■ Data listing

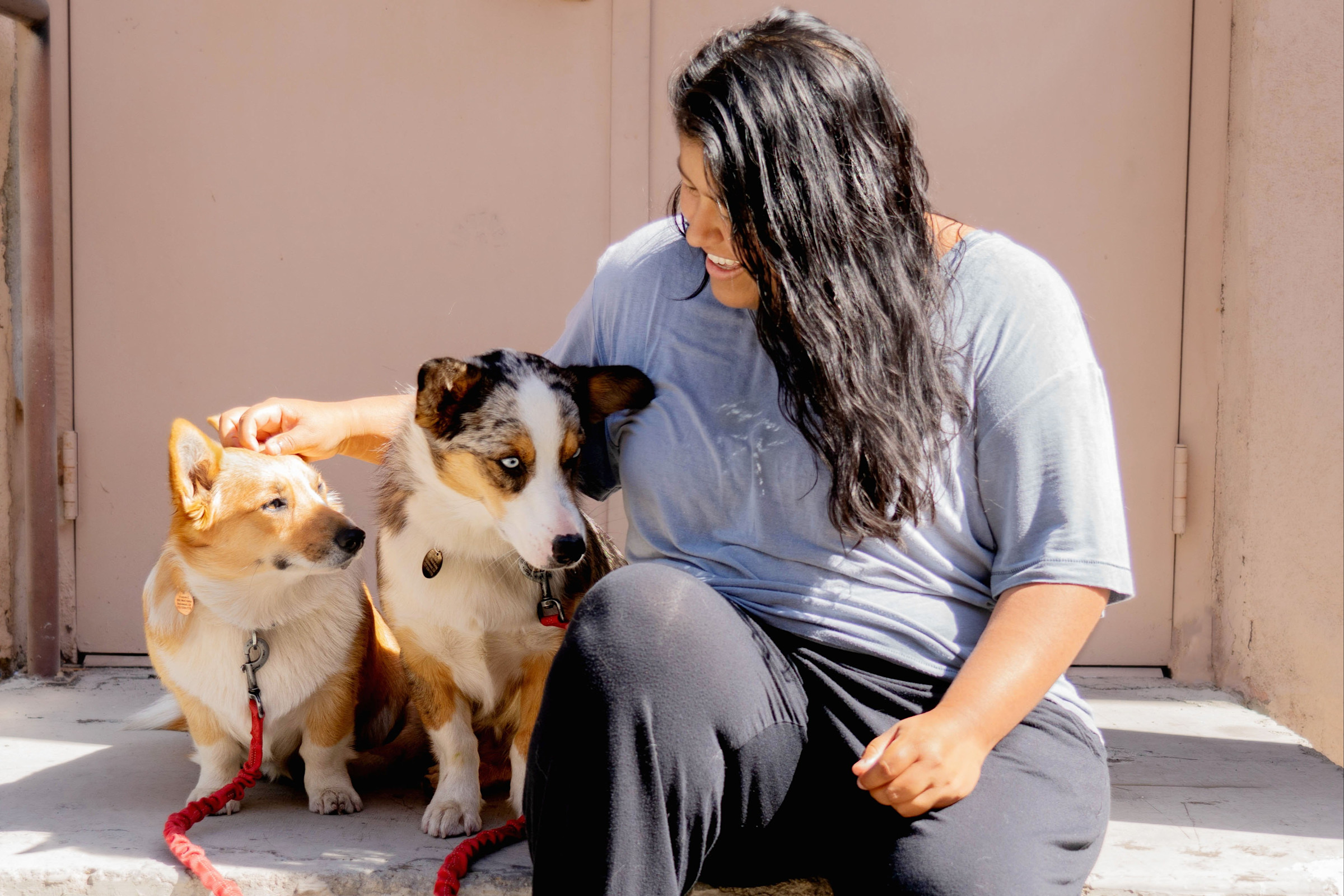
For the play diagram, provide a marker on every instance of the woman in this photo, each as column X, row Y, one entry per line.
column 874, row 516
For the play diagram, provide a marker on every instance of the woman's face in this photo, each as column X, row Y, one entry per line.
column 707, row 228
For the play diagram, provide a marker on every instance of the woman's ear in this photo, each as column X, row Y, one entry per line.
column 440, row 389
column 193, row 468
column 606, row 390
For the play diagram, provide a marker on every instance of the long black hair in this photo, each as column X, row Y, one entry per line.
column 815, row 163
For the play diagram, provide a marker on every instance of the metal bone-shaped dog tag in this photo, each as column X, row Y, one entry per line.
column 433, row 563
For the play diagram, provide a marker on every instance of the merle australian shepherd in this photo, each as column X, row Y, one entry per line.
column 482, row 536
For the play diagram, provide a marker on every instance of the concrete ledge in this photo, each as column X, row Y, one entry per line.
column 1208, row 799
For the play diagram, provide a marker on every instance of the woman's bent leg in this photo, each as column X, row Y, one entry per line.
column 670, row 719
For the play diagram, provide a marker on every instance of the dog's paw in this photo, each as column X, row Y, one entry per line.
column 227, row 809
column 449, row 819
column 335, row 801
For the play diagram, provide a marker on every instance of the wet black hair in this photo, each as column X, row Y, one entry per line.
column 814, row 162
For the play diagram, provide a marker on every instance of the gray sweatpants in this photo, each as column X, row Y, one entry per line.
column 680, row 739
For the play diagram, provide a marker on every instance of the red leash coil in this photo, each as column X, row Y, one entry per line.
column 451, row 872
column 178, row 824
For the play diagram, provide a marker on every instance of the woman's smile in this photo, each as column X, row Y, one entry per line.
column 722, row 268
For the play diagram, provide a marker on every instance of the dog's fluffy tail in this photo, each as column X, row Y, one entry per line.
column 162, row 715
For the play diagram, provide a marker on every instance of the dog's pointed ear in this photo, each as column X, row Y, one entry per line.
column 442, row 389
column 606, row 390
column 193, row 468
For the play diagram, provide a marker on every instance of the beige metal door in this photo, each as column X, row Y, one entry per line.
column 312, row 198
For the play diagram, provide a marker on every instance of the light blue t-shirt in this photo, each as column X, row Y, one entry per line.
column 720, row 484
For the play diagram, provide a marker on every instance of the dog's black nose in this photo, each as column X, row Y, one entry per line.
column 568, row 548
column 350, row 540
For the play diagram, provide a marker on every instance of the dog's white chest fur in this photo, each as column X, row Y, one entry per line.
column 476, row 617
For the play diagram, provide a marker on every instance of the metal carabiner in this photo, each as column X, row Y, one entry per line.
column 254, row 657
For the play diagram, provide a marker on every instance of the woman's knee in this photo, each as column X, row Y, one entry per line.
column 646, row 609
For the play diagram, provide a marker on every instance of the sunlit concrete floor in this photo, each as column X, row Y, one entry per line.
column 1208, row 797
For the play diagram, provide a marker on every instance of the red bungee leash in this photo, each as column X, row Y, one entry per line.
column 178, row 824
column 449, row 880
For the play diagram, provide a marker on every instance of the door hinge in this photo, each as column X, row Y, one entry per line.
column 69, row 476
column 1180, row 483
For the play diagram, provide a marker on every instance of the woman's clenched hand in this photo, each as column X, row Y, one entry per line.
column 924, row 762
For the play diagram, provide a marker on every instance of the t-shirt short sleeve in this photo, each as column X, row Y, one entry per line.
column 1046, row 461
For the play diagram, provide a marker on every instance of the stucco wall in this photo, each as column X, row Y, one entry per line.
column 1280, row 497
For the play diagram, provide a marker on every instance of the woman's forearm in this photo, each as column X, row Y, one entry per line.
column 371, row 425
column 1034, row 634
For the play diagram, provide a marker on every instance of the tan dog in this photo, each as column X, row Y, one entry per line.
column 260, row 544
column 482, row 477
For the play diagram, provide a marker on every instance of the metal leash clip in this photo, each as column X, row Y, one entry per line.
column 548, row 608
column 254, row 657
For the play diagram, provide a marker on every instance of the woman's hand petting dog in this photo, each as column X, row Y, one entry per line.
column 314, row 430
column 924, row 762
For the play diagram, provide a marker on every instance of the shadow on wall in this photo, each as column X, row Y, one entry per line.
column 1221, row 783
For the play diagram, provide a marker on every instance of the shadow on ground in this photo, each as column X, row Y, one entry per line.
column 1230, row 785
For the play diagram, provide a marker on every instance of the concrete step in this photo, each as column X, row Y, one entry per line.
column 1208, row 799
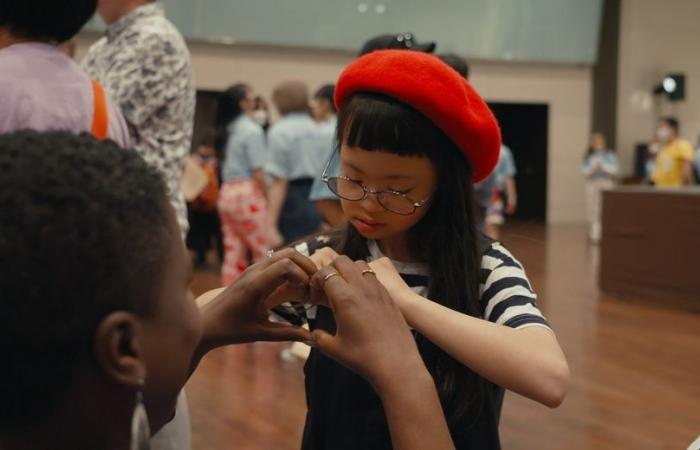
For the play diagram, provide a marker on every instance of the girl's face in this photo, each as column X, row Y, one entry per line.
column 378, row 171
column 598, row 141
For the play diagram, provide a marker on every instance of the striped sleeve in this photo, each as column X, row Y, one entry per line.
column 507, row 297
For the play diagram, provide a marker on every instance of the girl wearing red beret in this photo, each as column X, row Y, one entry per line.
column 413, row 137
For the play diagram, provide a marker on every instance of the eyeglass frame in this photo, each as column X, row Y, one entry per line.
column 367, row 191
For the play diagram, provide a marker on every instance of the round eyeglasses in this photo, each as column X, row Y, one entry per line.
column 354, row 191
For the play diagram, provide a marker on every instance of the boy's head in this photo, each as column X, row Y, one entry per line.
column 94, row 280
column 290, row 97
column 45, row 20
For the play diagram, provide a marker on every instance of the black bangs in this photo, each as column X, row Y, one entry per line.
column 376, row 122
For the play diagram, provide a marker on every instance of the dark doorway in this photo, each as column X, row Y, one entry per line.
column 524, row 129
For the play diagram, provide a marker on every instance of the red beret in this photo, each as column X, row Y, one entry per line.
column 425, row 83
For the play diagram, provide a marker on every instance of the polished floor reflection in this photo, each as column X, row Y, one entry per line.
column 635, row 367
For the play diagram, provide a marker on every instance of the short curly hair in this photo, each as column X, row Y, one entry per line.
column 85, row 229
column 46, row 19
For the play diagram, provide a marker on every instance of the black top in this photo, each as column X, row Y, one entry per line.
column 344, row 412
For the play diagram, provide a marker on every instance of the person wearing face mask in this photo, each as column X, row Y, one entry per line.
column 600, row 167
column 243, row 204
column 673, row 166
column 697, row 162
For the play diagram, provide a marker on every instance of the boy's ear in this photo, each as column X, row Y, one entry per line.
column 118, row 347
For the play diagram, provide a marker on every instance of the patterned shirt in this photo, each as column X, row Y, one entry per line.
column 245, row 149
column 319, row 190
column 144, row 64
column 297, row 148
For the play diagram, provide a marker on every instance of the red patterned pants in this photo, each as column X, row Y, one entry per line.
column 243, row 211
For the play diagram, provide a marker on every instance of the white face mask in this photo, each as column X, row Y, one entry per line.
column 260, row 117
column 663, row 133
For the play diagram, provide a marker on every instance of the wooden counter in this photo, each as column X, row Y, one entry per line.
column 650, row 246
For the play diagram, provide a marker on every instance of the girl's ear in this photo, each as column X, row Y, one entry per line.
column 118, row 347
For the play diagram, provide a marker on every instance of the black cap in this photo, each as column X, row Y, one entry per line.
column 401, row 41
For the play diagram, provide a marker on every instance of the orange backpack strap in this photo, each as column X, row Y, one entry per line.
column 100, row 121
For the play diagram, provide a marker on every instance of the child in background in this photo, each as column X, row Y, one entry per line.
column 243, row 206
column 600, row 167
column 297, row 151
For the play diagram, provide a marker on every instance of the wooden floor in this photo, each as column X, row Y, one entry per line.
column 635, row 367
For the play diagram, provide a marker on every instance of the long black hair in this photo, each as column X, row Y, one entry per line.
column 445, row 238
column 228, row 109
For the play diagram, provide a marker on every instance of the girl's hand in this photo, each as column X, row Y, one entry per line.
column 240, row 313
column 274, row 238
column 372, row 337
column 323, row 257
column 391, row 279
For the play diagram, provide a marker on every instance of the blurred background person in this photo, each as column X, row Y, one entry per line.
column 144, row 64
column 600, row 167
column 673, row 167
column 41, row 88
column 243, row 205
column 205, row 227
column 297, row 151
column 324, row 112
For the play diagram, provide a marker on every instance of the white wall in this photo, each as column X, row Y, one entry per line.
column 656, row 37
column 566, row 89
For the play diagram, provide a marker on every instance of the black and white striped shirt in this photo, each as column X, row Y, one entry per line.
column 506, row 295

■ Aim of the task
Write out the line containing "the white wall" and every line after it through the end of the entries. Keep each one exactly as it is, and add nothing.

■ Result of this task
For the play diagram, provide a marker on every instance of the white wall in this photo, each as column X, row Y, one entry per line.
column 656, row 37
column 566, row 89
For the play diagram, provide a marker on every instance of the black and white striped shirt in this photo, each as column X, row Y, one entry per line.
column 506, row 295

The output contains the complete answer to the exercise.